» Exercise aim
Every record here should be printed again exactly.

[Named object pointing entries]
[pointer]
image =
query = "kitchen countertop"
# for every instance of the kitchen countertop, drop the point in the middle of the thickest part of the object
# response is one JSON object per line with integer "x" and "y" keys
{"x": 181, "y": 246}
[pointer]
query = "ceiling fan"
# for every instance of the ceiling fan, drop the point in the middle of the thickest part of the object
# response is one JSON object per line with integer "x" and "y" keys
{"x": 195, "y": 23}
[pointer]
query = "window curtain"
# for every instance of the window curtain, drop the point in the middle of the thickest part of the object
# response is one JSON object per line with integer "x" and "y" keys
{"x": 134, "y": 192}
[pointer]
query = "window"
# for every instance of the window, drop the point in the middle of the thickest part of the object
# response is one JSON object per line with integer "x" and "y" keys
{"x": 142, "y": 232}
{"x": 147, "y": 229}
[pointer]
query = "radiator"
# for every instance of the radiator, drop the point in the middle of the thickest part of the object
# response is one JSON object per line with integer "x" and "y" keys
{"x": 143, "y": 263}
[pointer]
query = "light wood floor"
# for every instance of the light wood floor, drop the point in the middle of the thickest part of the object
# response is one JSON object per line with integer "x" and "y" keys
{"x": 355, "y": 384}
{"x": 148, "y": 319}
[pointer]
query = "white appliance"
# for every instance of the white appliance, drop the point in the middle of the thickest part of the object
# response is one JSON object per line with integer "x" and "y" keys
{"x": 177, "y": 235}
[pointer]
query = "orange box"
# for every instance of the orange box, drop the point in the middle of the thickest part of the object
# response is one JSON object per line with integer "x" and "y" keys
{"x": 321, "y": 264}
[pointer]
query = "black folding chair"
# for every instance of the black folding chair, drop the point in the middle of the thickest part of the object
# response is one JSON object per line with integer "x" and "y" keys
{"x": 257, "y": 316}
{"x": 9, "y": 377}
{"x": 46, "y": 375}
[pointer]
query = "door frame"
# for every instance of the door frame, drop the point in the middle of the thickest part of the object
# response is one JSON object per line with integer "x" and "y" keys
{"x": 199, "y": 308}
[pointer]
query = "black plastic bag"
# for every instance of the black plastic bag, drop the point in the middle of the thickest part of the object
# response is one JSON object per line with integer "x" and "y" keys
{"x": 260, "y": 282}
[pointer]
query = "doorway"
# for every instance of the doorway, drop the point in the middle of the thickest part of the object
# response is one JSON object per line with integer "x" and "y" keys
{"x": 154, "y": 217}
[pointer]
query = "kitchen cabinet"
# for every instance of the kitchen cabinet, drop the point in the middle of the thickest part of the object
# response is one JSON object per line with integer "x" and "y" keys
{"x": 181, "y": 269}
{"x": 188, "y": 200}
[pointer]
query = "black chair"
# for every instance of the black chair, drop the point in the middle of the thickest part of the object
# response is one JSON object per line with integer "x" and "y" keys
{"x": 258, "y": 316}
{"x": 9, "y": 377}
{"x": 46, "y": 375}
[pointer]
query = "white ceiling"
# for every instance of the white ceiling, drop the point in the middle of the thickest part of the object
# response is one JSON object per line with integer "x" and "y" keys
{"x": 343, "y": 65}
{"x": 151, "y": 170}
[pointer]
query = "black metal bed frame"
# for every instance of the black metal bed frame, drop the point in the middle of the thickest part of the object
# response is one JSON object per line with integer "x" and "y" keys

» Solution
[pointer]
image =
query = "kitchen countertop"
# for every instance of the kitchen countertop, drop the point in the middle of the thickest part of the object
# response is one JSON object per line with integer "x" and "y" keys
{"x": 181, "y": 246}
[pointer]
query = "ceiling fan"
# for every instance of the ceiling fan, drop the point in the middle of the thickest part of the object
# response is one JSON object per line with integer "x" and "y" keys
{"x": 195, "y": 23}
[pointer]
query = "window curtain"
# for every instance of the window curtain, drop the point in the middle of the thickest part of the object
# response is one JSON object per line with integer "x" and "y" keys
{"x": 134, "y": 192}
[pointer]
query = "window"
# for every instance of the window, drop the point in the middle of the thickest part of the object
# response is one JSON object per line with integer "x" and "y" keys
{"x": 142, "y": 232}
{"x": 147, "y": 229}
[pointer]
query = "radiator"
# for every instance of the radiator, drop the point in the middle of the thickest part of the object
# response is one JSON object per line with integer "x" and "y" keys
{"x": 143, "y": 263}
[pointer]
query = "light wood floor"
# for every instance of the light wood floor, drop the point in the middle of the thickest part of the object
# response is one JSON object per line with integer "x" and "y" keys
{"x": 355, "y": 384}
{"x": 148, "y": 319}
[pointer]
query = "white appliance"
# for every instance of the white appliance, drop the point in the middle of the thickest part of the object
# response is one JSON object per line with integer "x" and "y" keys
{"x": 177, "y": 235}
[pointer]
query = "orange box"
# for every instance of the orange box, drop the point in the middle of the thickest part of the object
# response is one JSON object per line with integer "x" and "y" keys
{"x": 321, "y": 264}
[pointer]
query = "black folding chair"
# for every instance of the black folding chair, drop the point in the middle of the thickest part of the object
# response is one JSON object per line with integer "x" and "y" keys
{"x": 257, "y": 316}
{"x": 9, "y": 377}
{"x": 46, "y": 375}
[pointer]
query = "door frame"
# for every instance of the door frame, drop the point in the middle of the thickest part of the object
# response is one JSON object per line with integer "x" and "y" keys
{"x": 199, "y": 308}
[pointer]
query = "black plastic bag"
# for every instance of the black plastic bag, drop the point in the middle of the thickest part of the object
# response is one JSON object per line with integer "x" and "y" keys
{"x": 260, "y": 282}
[pointer]
query = "doorway"
# for every instance of the doorway, drop the point in the middle of the thickest part of the object
# response is one JSON object per line with integer "x" and "y" keys
{"x": 154, "y": 217}
[pointer]
query = "kitchen cabinet"
# for every instance of the kitchen cabinet, drop the point in the middle of the thickest part of the object
# response is one JSON object per line with integer "x" and "y" keys
{"x": 181, "y": 269}
{"x": 188, "y": 200}
[pointer]
query = "black chair"
# for every instance of the black chair, drop the point in the middle of the thickest part of the object
# response is one JSON object per line with integer "x" and "y" keys
{"x": 258, "y": 316}
{"x": 9, "y": 377}
{"x": 46, "y": 375}
[pointer]
query = "white ceiling"
# for every instance of the white ceiling, drop the point in the middle of the thickest part of the object
# response is one JSON object per line with integer "x" and "y" keys
{"x": 343, "y": 65}
{"x": 151, "y": 170}
[pointer]
query = "black metal bed frame"
# for every instance of the black metal bed frame, drop the point in the middle of the thickest part of the object
# response is one JSON object per line with integer "x" and "y" keys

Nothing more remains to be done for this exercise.